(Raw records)
###
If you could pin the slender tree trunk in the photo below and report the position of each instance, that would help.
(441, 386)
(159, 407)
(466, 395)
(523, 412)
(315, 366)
###
--- Requirement ---
Convert the listing above into a Markdown table with the columns "Row" and "Line," numbering each line in order and omitting any blank lines.

--- Final answer ---
| Row | Line |
|---|---|
| 1 | If you could pin the slender tree trunk in the photo below and report the position of each instance, that would help. |
| 2 | (441, 386) |
| 3 | (159, 407) |
| 4 | (466, 395) |
| 5 | (523, 412) |
| 6 | (315, 366) |